TRECHO DO TEXTO →
▶

Vamos conhecer a história do Mi?

 

Se recordar é viver, retomemos a trajetória do maior festival de formação do País para anunciar seu retorno presencial. Com a necessidade urgente de celebrar a vida e a cultura, o Mi – Festival Música na Ibiapaba retoma seus 18 anos de história (por Adriana Martins)

 

Fincada no ponto mais alto da cidade, a escultura permanece em amorosa vigília. Lá de cima da Igreja do Céu, braços abertos, Cristo abençoa o município de Viçosa do Ceará logo de manhã cedinho, e assim segue até o sol descer alaranjado e revelar a paisagem noturna, brilhante de luzes artificiais. Por décadas esse espetáculo repetiu-se quase igual, até uma grande novidade chegar em 2004.

◀

PROBLEMA PROPOSTO 1 → Represente como tabela Markdown as linhas das entradas, da linha que contém "Target: green tree" até a última linha das entradas, inclusive. Use as colunas "Número" e "Linha" e deixe de fora as linhas em branco.

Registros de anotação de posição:
▶

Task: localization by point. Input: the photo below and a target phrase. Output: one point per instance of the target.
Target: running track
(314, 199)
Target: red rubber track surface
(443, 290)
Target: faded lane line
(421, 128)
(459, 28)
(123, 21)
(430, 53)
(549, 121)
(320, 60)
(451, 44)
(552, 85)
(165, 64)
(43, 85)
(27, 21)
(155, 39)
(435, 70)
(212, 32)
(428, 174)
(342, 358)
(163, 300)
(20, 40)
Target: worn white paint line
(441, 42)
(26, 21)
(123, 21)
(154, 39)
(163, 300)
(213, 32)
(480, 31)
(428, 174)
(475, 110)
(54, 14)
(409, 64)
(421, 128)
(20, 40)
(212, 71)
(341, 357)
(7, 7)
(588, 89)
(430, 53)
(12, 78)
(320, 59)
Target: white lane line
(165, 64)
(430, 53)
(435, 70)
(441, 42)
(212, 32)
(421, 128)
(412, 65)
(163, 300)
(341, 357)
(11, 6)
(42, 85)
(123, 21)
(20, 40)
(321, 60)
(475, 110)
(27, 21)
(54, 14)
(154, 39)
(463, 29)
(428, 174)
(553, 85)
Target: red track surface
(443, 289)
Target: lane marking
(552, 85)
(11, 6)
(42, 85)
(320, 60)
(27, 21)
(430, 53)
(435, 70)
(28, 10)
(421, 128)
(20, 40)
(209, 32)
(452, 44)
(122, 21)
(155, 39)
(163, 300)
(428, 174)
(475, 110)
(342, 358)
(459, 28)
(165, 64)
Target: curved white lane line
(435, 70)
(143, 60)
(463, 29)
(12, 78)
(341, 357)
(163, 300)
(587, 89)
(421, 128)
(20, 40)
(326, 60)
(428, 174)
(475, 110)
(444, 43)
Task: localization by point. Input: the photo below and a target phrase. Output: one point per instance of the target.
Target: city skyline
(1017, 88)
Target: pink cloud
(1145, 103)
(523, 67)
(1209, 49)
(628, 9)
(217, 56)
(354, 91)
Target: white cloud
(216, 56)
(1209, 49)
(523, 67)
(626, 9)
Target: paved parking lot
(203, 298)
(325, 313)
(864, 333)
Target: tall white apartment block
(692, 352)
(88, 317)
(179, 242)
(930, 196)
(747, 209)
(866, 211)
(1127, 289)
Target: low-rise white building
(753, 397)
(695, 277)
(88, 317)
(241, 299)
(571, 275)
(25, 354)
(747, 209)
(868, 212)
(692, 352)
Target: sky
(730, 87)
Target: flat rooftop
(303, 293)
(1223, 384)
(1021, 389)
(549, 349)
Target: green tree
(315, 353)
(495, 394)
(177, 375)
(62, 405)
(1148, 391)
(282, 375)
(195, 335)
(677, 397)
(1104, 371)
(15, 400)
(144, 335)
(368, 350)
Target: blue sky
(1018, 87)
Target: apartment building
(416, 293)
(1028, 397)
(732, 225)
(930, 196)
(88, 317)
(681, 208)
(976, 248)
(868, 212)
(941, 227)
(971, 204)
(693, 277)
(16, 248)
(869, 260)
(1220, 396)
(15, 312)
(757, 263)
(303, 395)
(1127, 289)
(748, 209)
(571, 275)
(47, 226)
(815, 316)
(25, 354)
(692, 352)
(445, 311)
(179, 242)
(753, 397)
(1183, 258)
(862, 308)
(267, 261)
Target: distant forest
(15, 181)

◀

PROBLEMA PROPOSTO 2 → Escreva a continuação do texto sobre a história do Festival Música na Ibiapaba a partir da última frase apresentada.

RESULTADO DA TAREFA 1 →
| Número | Linha |
|---|---|
| 1 | Target: green tree |
| 2 | (315, 353) |
| 3 | (495, 394) |
| 4 | (177, 375) |
| 5 | (62, 405) |
| 6 | (1148, 391) |
| 7 | (282, 375) |
| 8 | (195, 335) |
| 9 | (677, 397) |
| 10 | (1104, 371) |
| 11 | (15, 400) |
| 12 | (144, 335) |
| 13 | (368, 350) |
| 14 | Target: blue sky |
| 15 | (1018, 87) |
| 16 | Target: apartment building |
| 17 | (416, 293) |
| 18 | (1028, 397) |
| 19 | (732, 225) |
| 20 | (930, 196) |
| 21 | (88, 317) |
| 22 | (681, 208) |
| 23 | (976, 248) |
| 24 | (868, 212) |
| 25 | (941, 227) |
| 26 | (971, 204) |
| 27 | (693, 277) |
| 28 | (16, 248) |
| 29 | (869, 260) |
| 30 | (1220, 396) |
| 31 | (15, 312) |
| 32 | (757, 263) |
| 33 | (303, 395) |
| 34 | (1127, 289) |
| 35 | (748, 209) |
| 36 | (571, 275) |
| 37 | (47, 226) |
| 38 | (815, 316) |
| 39 | (25, 354) |
| 40 | (692, 352) |
| 41 | (445, 311) |
| 42 | (179, 242) |
| 43 | (753, 397) |
| 44 | (1183, 258) |
| 45 | (862, 308) |
| 46 | (267, 261) |
| 47 | Target: distant forest |
| 48 | (15, 181) |

RESULTADO DA TAREFA 2 →
Naquele ano, estreava o então Festival Música na Ibiapaba, realizado pelo Governo do Ceará por meio da Secretaria da Cultura (Secult Ceará) e do Instituto Dragão do Mar (IDM), com apresentações artísticas na praça da Igreja Matriz e no complexo turístico em torno da Igreja do Céu, além de oficinas educativas em diversos pontos da cidade. A partir dali, durante alguns dias do calendário, a paisagem zelosamente guardada pelo Cristo pulsaria com ainda mais vida, cores e sons.

 

Dedicado à música brasileira e sua diversidade, o festival foi o primeiro dos chamados Eventos Estruturantes, idealizados e produzidos pela Secult Ceará na gestão da então secretária de cultura Cláudia Leitão (2003-2006). O nome referenciava o objetivo do projeto: estruturar os campos culturais de diferentes regiões do Estado, sob o princípio comum do apoio à difusão, circulação e fruição de bens e serviços culturais, em uma estratégia de descentralização das iniciativas para além de Fortaleza.

 

Nesse sentido, os Eventos Estruturantes foram a primeira experiência da Secult Ceará na construção de um calendário turístico cultural para o Estado, a partir do perfil e das necessidades de cada território. O projeto exigiu da Secretaria mudanças profundas em sua forma de se relacionar com os municípios, no sentido de estreitar a comunicação e os laços institucionais com as governanças, os artistas e realizadores locais.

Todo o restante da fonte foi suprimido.